• [Stated exercise]: Copy out the listing below word for word, omitting the picture.

"""

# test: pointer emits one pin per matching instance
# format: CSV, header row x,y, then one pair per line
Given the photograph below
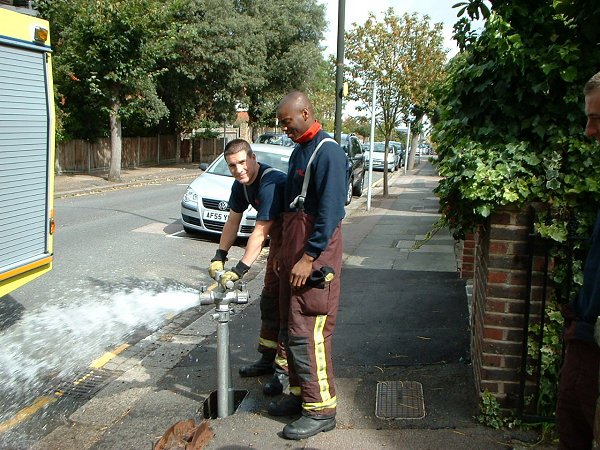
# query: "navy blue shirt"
x,y
265,194
587,304
326,193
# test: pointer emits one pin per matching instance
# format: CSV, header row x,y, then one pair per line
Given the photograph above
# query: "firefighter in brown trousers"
x,y
314,199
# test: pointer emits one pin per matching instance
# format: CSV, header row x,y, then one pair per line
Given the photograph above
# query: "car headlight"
x,y
190,196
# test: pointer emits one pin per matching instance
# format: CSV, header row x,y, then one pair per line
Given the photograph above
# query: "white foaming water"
x,y
60,340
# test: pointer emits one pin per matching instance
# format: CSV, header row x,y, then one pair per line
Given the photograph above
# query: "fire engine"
x,y
26,148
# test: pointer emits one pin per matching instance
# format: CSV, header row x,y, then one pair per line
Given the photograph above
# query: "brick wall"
x,y
500,259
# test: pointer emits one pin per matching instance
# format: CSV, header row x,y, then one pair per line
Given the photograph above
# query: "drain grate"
x,y
86,385
399,400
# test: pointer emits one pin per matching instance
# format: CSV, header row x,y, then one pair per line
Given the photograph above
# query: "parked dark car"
x,y
356,165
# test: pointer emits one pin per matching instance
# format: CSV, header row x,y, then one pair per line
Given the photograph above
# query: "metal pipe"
x,y
224,391
221,298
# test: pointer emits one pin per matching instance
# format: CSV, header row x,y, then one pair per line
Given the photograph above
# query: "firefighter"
x,y
261,186
315,194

"""

• [Result of the task]:
# test: pointer emits one pin per matching instance
# format: CSV, header row x,y, then one pair per line
Given the photograph below
# query: "navy blue shirt"
x,y
265,194
587,304
326,193
# test: pointer emits one pin per matching instance
# format: CSV, header row x,y, then one pair per line
Given the photograph above
# query: "firefighter in brown trousers"
x,y
314,199
# test: pointer emits one pin per matching instance
# format: CSV, header row x,y, then one pair per line
Given the photograph above
# query: "car headlight"
x,y
190,196
# test: pointer emits one pin per matching instance
# format: CSV, header row x,y, then one pair per line
Given the photograph above
# query: "white foaming water"
x,y
60,340
# test: pointer emits one pin per matching instance
# format: CSV, header row x,y, then one pair per line
Given the photograph above
# query: "fire engine"
x,y
26,148
# test: pointer emits one pin per matching instance
# format: CSV, header row x,y, then one pair per line
Given the photograph above
# query: "brick wall"
x,y
500,259
# test: pointer emits one pin per matching instance
# format: CSV, header row x,y, then one pair per line
Given the photograph above
# query: "drain grate"
x,y
86,385
399,400
# test: pointer emits one pin per matching instance
# format: CSV, header row x,y, then one pair per line
Given the photograph above
# query: "parked dark car"
x,y
356,165
# test: pointer emits one pin per matching instance
# format: CSV, header row x,y, then one pair per line
Given the photograph above
# query: "metal pipe"
x,y
224,391
221,298
# test: pointer emits one pin per matching instance
# format: CSV, header row x,y, then one pair per line
Given the photograph above
# query: "firefighter"
x,y
261,186
315,194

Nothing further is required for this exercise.